Add 59 to every number in the bounding box coordinates and write the lines out again, requests included, covering everything from the line containing "Localize stone stele." down to the line containing "245;415;462;476".

++++ INPUT ++++

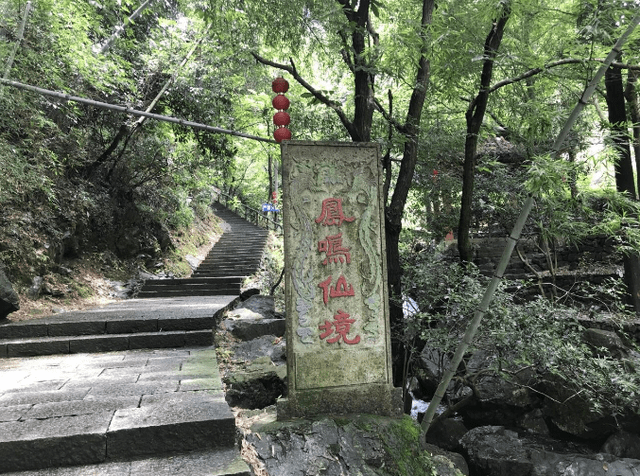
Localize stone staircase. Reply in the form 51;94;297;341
137;204;268;298
0;210;266;476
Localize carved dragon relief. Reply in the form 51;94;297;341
289;151;382;344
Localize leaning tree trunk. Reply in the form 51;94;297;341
605;61;640;313
458;2;511;262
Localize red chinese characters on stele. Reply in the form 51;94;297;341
315;197;360;345
319;309;360;345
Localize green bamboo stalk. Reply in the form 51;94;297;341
2;2;31;79
420;15;640;444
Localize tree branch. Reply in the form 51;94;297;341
251;52;356;138
488;58;640;94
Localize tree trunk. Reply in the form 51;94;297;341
338;0;374;142
458;3;511;262
385;0;435;387
624;69;640;194
605;61;640;313
604;66;636;199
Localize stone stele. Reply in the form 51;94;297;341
278;141;402;419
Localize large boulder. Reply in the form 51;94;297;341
0;266;20;321
462;426;640;476
222;356;287;409
223;295;286;340
245;415;465;476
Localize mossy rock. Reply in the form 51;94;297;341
245;415;462;476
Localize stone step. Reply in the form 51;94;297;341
0;347;245;476
0;328;213;357
0;311;215;342
140;276;244;286
3;447;254;476
137;285;241;298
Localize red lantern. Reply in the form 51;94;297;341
271;76;289;94
273;111;291;126
271;94;291;111
273;127;291;143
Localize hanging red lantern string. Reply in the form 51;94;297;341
271;76;291;143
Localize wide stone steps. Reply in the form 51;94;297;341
0;347;251;476
137;205;268;298
0;293;237;357
137;275;244;298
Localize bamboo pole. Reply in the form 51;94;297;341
0;79;277;144
420;15;640;444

++++

> _EXERCISE SOLUTION_:
Localize stone stele. Reply in the form 51;94;297;341
337;200;461;478
Localize large boulder. Reply in the form 51;94;297;341
59;325;79;380
521;485;699;535
281;415;346;468
282;354;345;399
304;474;524;535
Localize mossy rock. Reply in the form 51;94;297;341
304;474;521;535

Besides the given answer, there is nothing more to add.